> INSTRUCTIONS TO FOLLOW: Write out the data below again, substituting "Output" for every "Result" and changing nothing else.
'''
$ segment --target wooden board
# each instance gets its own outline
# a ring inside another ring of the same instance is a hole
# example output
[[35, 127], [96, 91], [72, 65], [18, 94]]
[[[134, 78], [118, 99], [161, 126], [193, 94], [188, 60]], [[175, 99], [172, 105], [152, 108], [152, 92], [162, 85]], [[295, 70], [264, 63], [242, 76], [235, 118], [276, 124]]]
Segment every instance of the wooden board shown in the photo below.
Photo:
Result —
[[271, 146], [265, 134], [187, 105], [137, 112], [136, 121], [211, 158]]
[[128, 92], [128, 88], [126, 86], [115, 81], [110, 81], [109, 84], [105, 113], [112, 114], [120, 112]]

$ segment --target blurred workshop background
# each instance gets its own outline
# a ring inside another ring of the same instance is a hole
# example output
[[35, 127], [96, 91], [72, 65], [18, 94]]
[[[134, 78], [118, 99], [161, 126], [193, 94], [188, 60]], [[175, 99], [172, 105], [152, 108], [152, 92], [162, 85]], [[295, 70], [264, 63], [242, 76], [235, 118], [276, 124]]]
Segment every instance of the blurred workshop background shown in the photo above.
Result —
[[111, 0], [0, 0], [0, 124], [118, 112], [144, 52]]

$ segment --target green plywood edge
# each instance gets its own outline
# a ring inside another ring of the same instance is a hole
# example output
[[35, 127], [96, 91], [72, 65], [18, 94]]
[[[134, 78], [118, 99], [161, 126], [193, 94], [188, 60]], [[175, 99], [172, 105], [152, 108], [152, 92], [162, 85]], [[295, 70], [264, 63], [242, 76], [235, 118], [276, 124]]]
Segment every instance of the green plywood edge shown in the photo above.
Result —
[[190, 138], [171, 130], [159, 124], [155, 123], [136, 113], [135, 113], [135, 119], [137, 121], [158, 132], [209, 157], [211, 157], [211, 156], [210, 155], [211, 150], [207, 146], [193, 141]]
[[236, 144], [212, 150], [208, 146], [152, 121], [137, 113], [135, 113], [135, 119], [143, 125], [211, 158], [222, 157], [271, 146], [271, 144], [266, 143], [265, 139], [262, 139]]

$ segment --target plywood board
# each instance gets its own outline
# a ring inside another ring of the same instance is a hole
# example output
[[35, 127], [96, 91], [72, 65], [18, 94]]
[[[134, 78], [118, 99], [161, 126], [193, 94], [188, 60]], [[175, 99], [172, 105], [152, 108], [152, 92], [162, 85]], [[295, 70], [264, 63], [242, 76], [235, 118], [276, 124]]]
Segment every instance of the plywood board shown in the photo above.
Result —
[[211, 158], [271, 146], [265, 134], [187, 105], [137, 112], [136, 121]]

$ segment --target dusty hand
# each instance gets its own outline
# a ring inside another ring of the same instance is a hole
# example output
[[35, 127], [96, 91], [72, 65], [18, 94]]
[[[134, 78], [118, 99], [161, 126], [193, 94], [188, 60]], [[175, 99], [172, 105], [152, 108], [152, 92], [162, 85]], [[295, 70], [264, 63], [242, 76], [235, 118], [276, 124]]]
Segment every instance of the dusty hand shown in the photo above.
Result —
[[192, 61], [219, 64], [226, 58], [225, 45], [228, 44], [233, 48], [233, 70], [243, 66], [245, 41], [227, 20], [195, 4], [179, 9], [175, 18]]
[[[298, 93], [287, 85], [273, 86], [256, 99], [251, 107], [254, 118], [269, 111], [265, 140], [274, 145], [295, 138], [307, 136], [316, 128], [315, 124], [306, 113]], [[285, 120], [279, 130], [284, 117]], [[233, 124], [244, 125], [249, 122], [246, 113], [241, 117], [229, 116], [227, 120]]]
'''
> ANSWER TO THIS PROBLEM:
$ segment --target wooden board
# each instance gets its own outline
# a ring inside another ring of the same instance is a hole
# example output
[[35, 127], [96, 91], [72, 65], [18, 94]]
[[[134, 78], [118, 99], [161, 126], [193, 94], [188, 60]], [[175, 99], [172, 105], [152, 108], [152, 92], [162, 85]], [[295, 70], [264, 63], [242, 76], [235, 118], [276, 124]]]
Segment every instance of the wooden board shown in the photo below.
Photo:
Output —
[[271, 146], [265, 134], [187, 105], [137, 112], [136, 121], [211, 158]]
[[128, 92], [128, 88], [126, 86], [115, 81], [110, 81], [109, 84], [105, 113], [112, 114], [120, 112]]

$ segment --target blurred workshop background
# each instance gets its own outline
# a ring inside another ring of the same instance is a hole
# example output
[[35, 127], [96, 91], [72, 65], [18, 94]]
[[[134, 78], [118, 99], [161, 126], [193, 94], [188, 60]], [[175, 99], [172, 105], [152, 108], [152, 92], [162, 85]], [[295, 70], [264, 63], [242, 76], [235, 118], [276, 124]]]
Segment every instance of the blurred workshop background shown in the photo above.
Output —
[[111, 0], [0, 0], [0, 124], [118, 112], [144, 52]]

$ segment --target green plywood edge
# each instance gets its own outline
# a ring inside another ring of the same instance is a hole
# example output
[[35, 127], [96, 91], [72, 65], [18, 94]]
[[[134, 78], [118, 99], [161, 126], [193, 94], [188, 60]], [[175, 99], [172, 105], [152, 108], [152, 92], [162, 85]], [[295, 70], [264, 63], [242, 76], [235, 118], [276, 124]]]
Segment every instance of the green plywood edge shown in the photo above.
Output —
[[190, 138], [171, 130], [159, 124], [155, 123], [136, 113], [135, 113], [135, 119], [137, 121], [158, 132], [209, 157], [211, 157], [211, 156], [210, 155], [211, 150], [207, 146], [193, 141]]
[[236, 144], [212, 150], [208, 146], [152, 121], [137, 113], [135, 113], [135, 119], [143, 125], [211, 158], [222, 157], [271, 146], [271, 144], [266, 143], [265, 139], [262, 139]]

$ segment --target plywood board
# each instance gets its own outline
# a ring inside another ring of the same instance is a hole
# example output
[[35, 127], [96, 91], [72, 65], [18, 94]]
[[[134, 78], [118, 99], [161, 126], [193, 94], [188, 60]], [[175, 99], [172, 105], [152, 108], [152, 92], [162, 85]], [[295, 70], [264, 63], [242, 76], [235, 118], [276, 124]]]
Segment every instance of the plywood board shown in the photo above.
Output —
[[211, 158], [271, 146], [265, 134], [187, 105], [137, 112], [136, 121]]

$ segment --target dusty hand
# each instance gets its own outline
# a ring inside another ring of the same instance is a hole
# example output
[[35, 127], [96, 91], [72, 65], [18, 94]]
[[[134, 78], [118, 99], [161, 126], [193, 94], [188, 60]], [[175, 99], [172, 105], [152, 108], [152, 92], [162, 85]], [[295, 70], [264, 63], [242, 76], [235, 118], [276, 124]]]
Segment every instance of the dusty hand shown in the photo above.
Output —
[[192, 61], [219, 64], [226, 58], [225, 45], [228, 44], [233, 48], [233, 70], [243, 66], [245, 41], [227, 20], [195, 4], [179, 9], [175, 18]]
[[[298, 93], [287, 85], [273, 86], [256, 99], [251, 107], [254, 118], [269, 111], [265, 140], [274, 145], [295, 138], [307, 136], [316, 128], [315, 124], [306, 113]], [[285, 120], [279, 130], [284, 117]], [[233, 124], [244, 125], [249, 122], [246, 113], [241, 117], [229, 116], [227, 120]]]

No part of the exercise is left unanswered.